To be done: Convert the material below into a Markdown table with the columns Row and Line. Give each non-blank line its own numbered row and omit blank lines.

═════ Records for the exercise

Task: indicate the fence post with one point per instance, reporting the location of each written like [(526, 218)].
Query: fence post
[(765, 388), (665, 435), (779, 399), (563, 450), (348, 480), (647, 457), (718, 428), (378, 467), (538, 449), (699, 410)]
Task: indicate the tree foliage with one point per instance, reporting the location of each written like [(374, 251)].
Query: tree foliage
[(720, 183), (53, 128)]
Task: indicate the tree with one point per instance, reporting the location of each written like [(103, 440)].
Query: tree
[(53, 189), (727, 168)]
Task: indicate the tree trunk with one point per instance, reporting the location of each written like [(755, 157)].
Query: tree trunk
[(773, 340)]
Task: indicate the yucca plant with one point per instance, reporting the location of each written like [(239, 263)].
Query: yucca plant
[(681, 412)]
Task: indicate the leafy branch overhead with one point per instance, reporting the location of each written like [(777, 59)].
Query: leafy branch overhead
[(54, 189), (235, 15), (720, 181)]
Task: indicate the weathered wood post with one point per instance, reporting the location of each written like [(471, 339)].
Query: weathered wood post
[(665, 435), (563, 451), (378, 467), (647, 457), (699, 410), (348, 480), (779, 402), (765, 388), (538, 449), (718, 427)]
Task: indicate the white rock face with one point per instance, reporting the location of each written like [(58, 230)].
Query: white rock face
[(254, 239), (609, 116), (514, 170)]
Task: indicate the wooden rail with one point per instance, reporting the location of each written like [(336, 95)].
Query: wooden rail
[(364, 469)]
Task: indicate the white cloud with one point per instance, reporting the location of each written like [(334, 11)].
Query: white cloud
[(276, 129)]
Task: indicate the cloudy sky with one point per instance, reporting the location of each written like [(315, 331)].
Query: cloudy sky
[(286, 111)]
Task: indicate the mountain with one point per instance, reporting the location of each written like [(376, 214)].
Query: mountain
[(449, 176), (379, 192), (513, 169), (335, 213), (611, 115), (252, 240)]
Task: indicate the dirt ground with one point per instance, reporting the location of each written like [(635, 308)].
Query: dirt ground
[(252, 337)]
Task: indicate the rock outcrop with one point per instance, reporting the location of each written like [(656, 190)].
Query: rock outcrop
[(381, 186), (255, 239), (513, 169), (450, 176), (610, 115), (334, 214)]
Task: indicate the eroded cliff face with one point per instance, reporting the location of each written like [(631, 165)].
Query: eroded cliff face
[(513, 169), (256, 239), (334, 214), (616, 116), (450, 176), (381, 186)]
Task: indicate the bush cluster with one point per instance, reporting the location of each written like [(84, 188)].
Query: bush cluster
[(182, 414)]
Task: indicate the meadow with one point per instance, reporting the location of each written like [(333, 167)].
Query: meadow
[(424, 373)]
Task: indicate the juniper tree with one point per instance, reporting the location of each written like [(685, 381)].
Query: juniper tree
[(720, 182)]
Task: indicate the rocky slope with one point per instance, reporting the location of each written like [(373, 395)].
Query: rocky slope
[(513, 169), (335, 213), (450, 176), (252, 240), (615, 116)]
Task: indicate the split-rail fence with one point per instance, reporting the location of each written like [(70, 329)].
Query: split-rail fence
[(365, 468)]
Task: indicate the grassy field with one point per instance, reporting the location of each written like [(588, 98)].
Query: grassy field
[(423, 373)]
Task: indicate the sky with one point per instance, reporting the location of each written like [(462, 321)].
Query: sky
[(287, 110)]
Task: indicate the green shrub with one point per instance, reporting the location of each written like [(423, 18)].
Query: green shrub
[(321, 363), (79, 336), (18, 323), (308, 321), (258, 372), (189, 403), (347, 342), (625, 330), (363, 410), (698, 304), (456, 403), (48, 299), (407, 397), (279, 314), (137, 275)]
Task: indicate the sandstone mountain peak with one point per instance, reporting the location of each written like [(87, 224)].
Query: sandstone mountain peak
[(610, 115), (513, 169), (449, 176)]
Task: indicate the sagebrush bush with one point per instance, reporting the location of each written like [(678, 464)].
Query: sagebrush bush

══════════

Completed exercise:
| Row | Line |
|---|---|
| 1 | Task: indicate the fence post with one point per instance, reporting the location of each written like [(526, 218)]. |
| 2 | Query: fence post |
| 3 | [(765, 388), (665, 435), (779, 399), (563, 450), (348, 480), (647, 457), (718, 428), (378, 467), (538, 449), (699, 410)] |
| 4 | Task: indicate the tree foliage with one point per instance, reporting the location of each written like [(374, 251)]. |
| 5 | Query: tree foliage |
| 6 | [(720, 183), (53, 128)] |
| 7 | Task: indicate the tree with one point per instance, reporting the location of each written like [(103, 440)]. |
| 8 | Query: tree |
| 9 | [(53, 189), (727, 168)] |
| 10 | Task: indicate the tree trunk with one point per instance, reporting the location of each written like [(755, 157)]. |
| 11 | Query: tree trunk |
| 12 | [(773, 340)] |
| 13 | Task: indicate the yucca plant with one point per instance, reporting the location of each written like [(239, 263)]. |
| 14 | Query: yucca plant |
| 15 | [(681, 412)] |
| 16 | Task: indicate the leafy branch overhead with one point per instance, reporting the location of each written like [(777, 59)]. |
| 17 | Query: leafy branch overhead |
| 18 | [(54, 189), (235, 15), (720, 181)] |
| 19 | Task: indicate the weathered wood post with one point per instance, reporting the location of each written like [(471, 339)]. |
| 20 | Query: weathered wood post |
| 21 | [(665, 435), (563, 451), (378, 467), (647, 457), (699, 410), (348, 480), (779, 402), (765, 388), (538, 449), (718, 427)] |
| 22 | Task: indicate the white rock face with one point per instance, reporting the location of each written like [(58, 230)]. |
| 23 | Query: white rock face |
| 24 | [(254, 239), (609, 116), (514, 170)] |
| 25 | Task: indicate the wooden rail with one point per instance, reporting the location of each written like [(336, 95)]. |
| 26 | Query: wooden rail |
| 27 | [(364, 469)] |
| 28 | Task: indicate the white cloud with one point per instance, reporting the location of each written like [(334, 11)]. |
| 29 | Query: white cloud |
| 30 | [(276, 129)] |
| 31 | Task: indicate the cloudy sky with one point per instance, reporting the location of each written like [(315, 331)]. |
| 32 | Query: cloudy sky |
| 33 | [(286, 111)] |
| 34 | Task: indicate the mountain with one point per instance, reporting the location of each written like [(376, 214)]. |
| 35 | Query: mountain |
| 36 | [(449, 176), (379, 192), (513, 169), (335, 213), (611, 115), (252, 240)] |
| 37 | Task: indicate the dirt ground with one point per instance, reporting the location of each written like [(635, 308)]. |
| 38 | Query: dirt ground |
| 39 | [(252, 337)] |
| 40 | Task: indicate the rock outcrop with one point per instance, reporting the location of each written like [(656, 190)]. |
| 41 | Query: rock outcrop |
| 42 | [(381, 186), (255, 239), (513, 169), (450, 176), (610, 115), (334, 214)] |
| 43 | Task: indicate the eroded cliff face with one point per instance, reporting the location of each written like [(631, 165)]. |
| 44 | Query: eroded cliff face |
| 45 | [(513, 169), (256, 239), (334, 214), (616, 116), (450, 176), (381, 186)] |
| 46 | Task: indicate the bush cluster with one point per instance, reporting the location of each written like [(84, 188)]. |
| 47 | Query: bush cluster |
| 48 | [(182, 414)] |
| 49 | Task: indicate the meadow with one point per instance, reporting the location of each written like [(333, 167)]. |
| 50 | Query: meadow |
| 51 | [(424, 373)] |
| 52 | Task: indicate the juniper tree with one point per instance, reporting the location of each written like [(685, 381)]. |
| 53 | Query: juniper tree |
| 54 | [(720, 182)] |
| 55 | Task: indicate the rocky slope with one point per instance, reporting the location of each written like [(373, 395)]. |
| 56 | Query: rocky slope |
| 57 | [(513, 169), (335, 213), (450, 176), (252, 240), (615, 116)] |
| 58 | Task: indicate the split-rail fence with one point per instance, reporting the location of each written like [(70, 329)]. |
| 59 | Query: split-rail fence |
| 60 | [(365, 468)] |
| 61 | Task: indicate the grassy field with one point per instance, reporting the location of each written like [(588, 98)]. |
| 62 | Query: grassy field |
| 63 | [(423, 373)] |
| 64 | Task: indicate the sky with one point per instance, reporting the location of each written like [(462, 321)]. |
| 65 | Query: sky |
| 66 | [(287, 110)] |
| 67 | Task: indicate the green shrub with one point per instance, reporting the location of each written like [(423, 18)]. |
| 68 | Query: green shrub |
| 69 | [(321, 363), (79, 336), (18, 323), (308, 321), (258, 372), (189, 403), (347, 342), (625, 330), (363, 410), (698, 304), (456, 403), (48, 299), (407, 397), (279, 314), (137, 275)] |
| 70 | Task: indicate the sandstone mountain peak with one point per instance, reporting the location of each written like [(87, 224)]. |
| 71 | Query: sandstone mountain peak |
| 72 | [(610, 115), (513, 169), (449, 176)] |
| 73 | Task: indicate the sagebrush bush with one point per instance, reporting the location of each written like [(678, 464)]. |
| 74 | Query: sagebrush bush |